*À réaliser*.
1. Dans l'extrait sur Cuba, substituez « dirigeant » à « dictateur », puis reproduisez le passage qui débute par « Le plus surprenant » et se poursuit jusqu'à « pour un dictateur. ».
2. Prolongez l'extrait sur Cuba à la suite de sa dernière phrase.

*Extrait du document*.
Cuba : l'heure du bilan ?
Cuba : l'heure du bilan ?
30/11/2006 06:00
Le règne de Castro touche à sa fin, et, l'heure du bilan approche. Il
réserve quelques surprises inattendues
Il n'y a pas si longtemps, évoquer
Cuba c'était d'abord faire référence à un pays et une révolution mythique avec
ses grandes figures romantiques : Che Guevara, Camillo Cienfuegos et bien sûr,
l'inébranlable Fidel Castro. À ce dernier, on a beaucoup pardonné parce qu'il a
au commencement incarné un épisode révolutionnaire bienvenu dans cette région,
et surtout parce qu'il a su tenir tête aux Américains.
Le plus surprenant
n'est pas que le communisme ait produit à Cuba, comme partout ailleurs en son
temps, une société totalitaire et policière. Qui s'en étonnerait aujourd'hui ?
Mais plutôt que Fidel Castro continue curieusement à bénéficier d'un traitement
de faveur assez singulier pour un dictateur.

*Entrées fournies*.

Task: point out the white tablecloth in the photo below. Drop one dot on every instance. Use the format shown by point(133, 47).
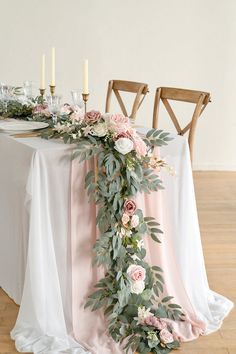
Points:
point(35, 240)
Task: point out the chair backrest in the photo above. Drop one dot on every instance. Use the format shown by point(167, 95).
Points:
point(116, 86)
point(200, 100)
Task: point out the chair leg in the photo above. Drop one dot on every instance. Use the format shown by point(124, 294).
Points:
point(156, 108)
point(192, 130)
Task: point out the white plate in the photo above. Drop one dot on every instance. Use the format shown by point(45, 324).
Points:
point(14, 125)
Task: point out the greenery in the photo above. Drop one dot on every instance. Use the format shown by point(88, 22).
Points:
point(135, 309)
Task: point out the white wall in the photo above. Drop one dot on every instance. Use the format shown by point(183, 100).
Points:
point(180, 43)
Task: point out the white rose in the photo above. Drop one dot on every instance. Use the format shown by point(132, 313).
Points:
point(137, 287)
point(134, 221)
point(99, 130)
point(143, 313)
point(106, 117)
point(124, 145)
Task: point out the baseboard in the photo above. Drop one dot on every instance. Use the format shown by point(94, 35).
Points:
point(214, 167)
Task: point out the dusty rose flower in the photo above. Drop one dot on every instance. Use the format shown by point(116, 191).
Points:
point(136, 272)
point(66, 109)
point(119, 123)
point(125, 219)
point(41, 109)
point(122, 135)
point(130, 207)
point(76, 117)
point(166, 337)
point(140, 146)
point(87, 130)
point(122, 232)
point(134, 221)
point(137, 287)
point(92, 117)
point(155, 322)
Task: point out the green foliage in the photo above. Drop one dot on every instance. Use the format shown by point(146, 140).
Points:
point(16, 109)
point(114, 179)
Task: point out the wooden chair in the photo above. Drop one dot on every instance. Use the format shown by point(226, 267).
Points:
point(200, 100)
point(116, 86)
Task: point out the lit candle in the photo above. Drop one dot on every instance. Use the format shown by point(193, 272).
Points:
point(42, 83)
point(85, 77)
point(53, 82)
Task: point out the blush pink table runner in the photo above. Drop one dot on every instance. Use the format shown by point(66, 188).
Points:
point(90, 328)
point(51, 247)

* * *

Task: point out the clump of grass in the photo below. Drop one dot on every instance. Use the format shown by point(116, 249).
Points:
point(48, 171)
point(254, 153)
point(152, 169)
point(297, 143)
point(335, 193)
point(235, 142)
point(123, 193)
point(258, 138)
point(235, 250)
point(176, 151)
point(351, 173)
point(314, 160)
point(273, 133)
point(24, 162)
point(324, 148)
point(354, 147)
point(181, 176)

*Réponses aux tâches*.
1.
Le plus surprenant
n'est pas que le communisme ait produit à Cuba, comme partout ailleurs en son
temps, une société totalitaire et policière. Qui s'en étonnerait aujourd'hui ?
Mais plutôt que Fidel Castro continue curieusement à bénéficier d'un traitement
de faveur assez singulier pour un dirigeant.

2.
Difficile d'imaginer les
touristes de l'époque se ruer dans la Roumanie de Ceausescu ou l'Albanie d'Enver
Hodja pour y admirer les « conquêtes du socialisme », ou la « résistance
héroïque » du peuple face à l'agression capitaliste ? C'est pourtant ce qui se
passe à Cuba avec la caution bienveillante d'une bonne partie de la « gauche »
politique et intellectuelle qui n'arrive pas à enterrer sa jeunesse idéaliste et
néo guévariste. Cuba serait devenu le dernier rempart contre la mondialisation
et la pensée unique. Une sorte de potion miracle anti Bush, une expérience
intéressante, un laboratoire qui mérite d'être conservé.
La vérité c'est
que Fidel Castro laisse aujourd'hui en héritage un pays plus pauvre que celui
qu'il a trouvé en 1959. Une des premières tâches l'ère post castriste sera donc
de renouer les fils de l'histoire coupés en 1959.
Fidel Castro a réécrit
l'histoire du Cuba d'avant la Révolution pour en faire un repoussoir au service
de sa propagande. Ce travail s'avère indispensable puisqu'il permet aussi de
faire une sorte de bilan de presque un demi siècle de « socialisme héroïque
».
Le discours officiel fait habituellement référence au Cuba d'avant la
révolution comme à un pays arriéré, gangrené par la prostitution et le
gangstérisme, et peuplé d'habitants en majorité analphabètes et livrés à
eux-mêmes.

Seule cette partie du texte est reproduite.